EXERCÍCIO PROPOSTO: Copie, do texto sobre o filme Uma Mulher Casada, o trecho que começa pelas palavras "Filme do Dia: Uma" e termina em "Georges Liron.".

TEXTO DO DOCUMENTO:

◇ ◇ ◇ ◇ ◇ ◇ ◇

Filme do Dia: Uma Mulher Casada (1964), Jean-Luc Godard
Uma Mulher Casada (Une Femée Mariée: Suite de Fragments d´un
Film Tourné en 1964, França, 1964). Direção e Rot. Original: Jean-Luc
Godard. Fotografia: Raoul Coutard. Montagem: André Choty, Françoise Collin,
Agnès Guillemot & Gérard Pollicand. Dir. de arte: Henri Dogaret. Figurinos:
Laurence Clervel. Com: Marcha Méril, Bernard Nöel, Philippe Leroy, Cristophe
Bourseiller, Roger Leenhardt, Margaret Le Van, Véronique Duval, Rita Maiden,
Georges Liron.
Charlotte
(Méril), grávida, pretende escolher entre o marido, Pierre (Leroy), piloto de
avião e o amante, Robert (Nöel), ator. Godard, de uma maneira completamente
diversa da de Antonioni com seu contemporâneo Deserto Vermelho, faz suas considerações sobre um triângulo amoroso
onde o que menos importa, ainda menos que em Antonioni – onde, por sinal o
triângulo nem chega a ser formado – é se utilizar a tradicional estrutura
dramática de representação de tais situações (ao contrário, por exemplo, de Corações Livres, onde a forma narrativa
dinâmica impressa pela estética do Dogma-95 se amolda ao mais tradicional
espírito do melodrama). De qualquer maneira, trata-se como em Antonioni, da
figura feminina tomando a proa de tal situação, fato até então raro no cinema.

◇ ◇ ◇ ◇ ◇ ◇ ◇

DADOS DO MATERIAL:
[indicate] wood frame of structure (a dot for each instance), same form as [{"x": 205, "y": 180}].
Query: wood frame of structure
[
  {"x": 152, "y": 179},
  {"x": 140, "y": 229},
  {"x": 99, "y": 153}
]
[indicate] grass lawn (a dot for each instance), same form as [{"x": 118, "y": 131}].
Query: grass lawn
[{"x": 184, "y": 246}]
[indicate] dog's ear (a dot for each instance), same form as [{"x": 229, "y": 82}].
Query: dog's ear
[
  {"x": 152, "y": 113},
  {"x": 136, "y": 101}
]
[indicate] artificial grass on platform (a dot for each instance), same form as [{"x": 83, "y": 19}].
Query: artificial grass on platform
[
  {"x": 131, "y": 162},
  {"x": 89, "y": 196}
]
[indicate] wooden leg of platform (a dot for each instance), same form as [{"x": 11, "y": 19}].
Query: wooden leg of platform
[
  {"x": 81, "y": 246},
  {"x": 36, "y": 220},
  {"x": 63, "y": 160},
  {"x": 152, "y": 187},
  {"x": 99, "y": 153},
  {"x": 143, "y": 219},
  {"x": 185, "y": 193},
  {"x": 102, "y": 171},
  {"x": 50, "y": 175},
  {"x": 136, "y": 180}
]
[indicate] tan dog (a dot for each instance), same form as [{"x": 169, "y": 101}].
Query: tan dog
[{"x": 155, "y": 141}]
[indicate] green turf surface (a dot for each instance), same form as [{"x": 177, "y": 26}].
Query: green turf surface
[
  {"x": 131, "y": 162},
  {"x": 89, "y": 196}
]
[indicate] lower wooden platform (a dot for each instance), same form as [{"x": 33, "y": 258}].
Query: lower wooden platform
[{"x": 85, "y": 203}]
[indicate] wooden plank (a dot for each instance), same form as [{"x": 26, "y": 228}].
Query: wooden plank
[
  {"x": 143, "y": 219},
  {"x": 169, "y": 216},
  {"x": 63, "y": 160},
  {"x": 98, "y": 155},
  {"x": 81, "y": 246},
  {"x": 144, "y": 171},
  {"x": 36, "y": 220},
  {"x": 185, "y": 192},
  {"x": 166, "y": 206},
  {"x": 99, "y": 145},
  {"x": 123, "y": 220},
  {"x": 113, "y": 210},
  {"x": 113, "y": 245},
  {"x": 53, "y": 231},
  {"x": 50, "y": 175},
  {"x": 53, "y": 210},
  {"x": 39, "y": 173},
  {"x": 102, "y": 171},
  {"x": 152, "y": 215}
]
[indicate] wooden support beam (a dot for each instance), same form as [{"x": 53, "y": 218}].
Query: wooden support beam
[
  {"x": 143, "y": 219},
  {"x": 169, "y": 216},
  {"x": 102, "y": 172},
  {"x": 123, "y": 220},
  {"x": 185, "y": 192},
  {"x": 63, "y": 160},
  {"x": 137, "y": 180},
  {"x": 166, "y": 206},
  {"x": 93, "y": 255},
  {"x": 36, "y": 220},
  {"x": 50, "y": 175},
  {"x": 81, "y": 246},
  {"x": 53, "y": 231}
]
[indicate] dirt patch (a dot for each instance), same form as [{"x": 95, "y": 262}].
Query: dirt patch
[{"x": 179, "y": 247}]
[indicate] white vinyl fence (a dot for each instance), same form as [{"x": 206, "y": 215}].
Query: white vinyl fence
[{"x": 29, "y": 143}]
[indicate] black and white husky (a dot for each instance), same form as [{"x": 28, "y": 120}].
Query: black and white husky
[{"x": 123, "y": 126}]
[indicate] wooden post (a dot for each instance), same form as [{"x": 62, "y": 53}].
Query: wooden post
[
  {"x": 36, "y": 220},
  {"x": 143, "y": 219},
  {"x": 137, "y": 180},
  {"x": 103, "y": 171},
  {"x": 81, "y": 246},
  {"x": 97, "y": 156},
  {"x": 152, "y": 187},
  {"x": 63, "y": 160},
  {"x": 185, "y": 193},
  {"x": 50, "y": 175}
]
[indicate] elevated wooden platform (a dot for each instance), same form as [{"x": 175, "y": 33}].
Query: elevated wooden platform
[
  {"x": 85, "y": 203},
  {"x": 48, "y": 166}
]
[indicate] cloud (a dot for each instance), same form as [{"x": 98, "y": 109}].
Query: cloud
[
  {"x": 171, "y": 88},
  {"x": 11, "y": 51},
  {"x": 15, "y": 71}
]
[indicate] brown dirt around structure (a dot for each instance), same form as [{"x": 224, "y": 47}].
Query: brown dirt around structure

◇ ◇ ◇ ◇ ◇ ◇ ◇

RESPOSTA AO EXERCÍCIO:
Filme do Dia: Uma Mulher Casada (1964), Jean-Luc Godard
Uma Mulher Casada (Une Femée Mariée: Suite de Fragments d´un
Film Tourné en 1964, França, 1964). Direção e Rot. Original: Jean-Luc
Godard. Fotografia: Raoul Coutard. Montagem: André Choty, Françoise Collin,
Agnès Guillemot & Gérard Pollicand. Dir. de arte: Henri Dogaret. Figurinos:
Laurence Clervel. Com: Marcha Méril, Bernard Nöel, Philippe Leroy, Cristophe
Bourseiller, Roger Leenhardt, Margaret Le Van, Véronique Duval, Rita Maiden,
Georges Liron.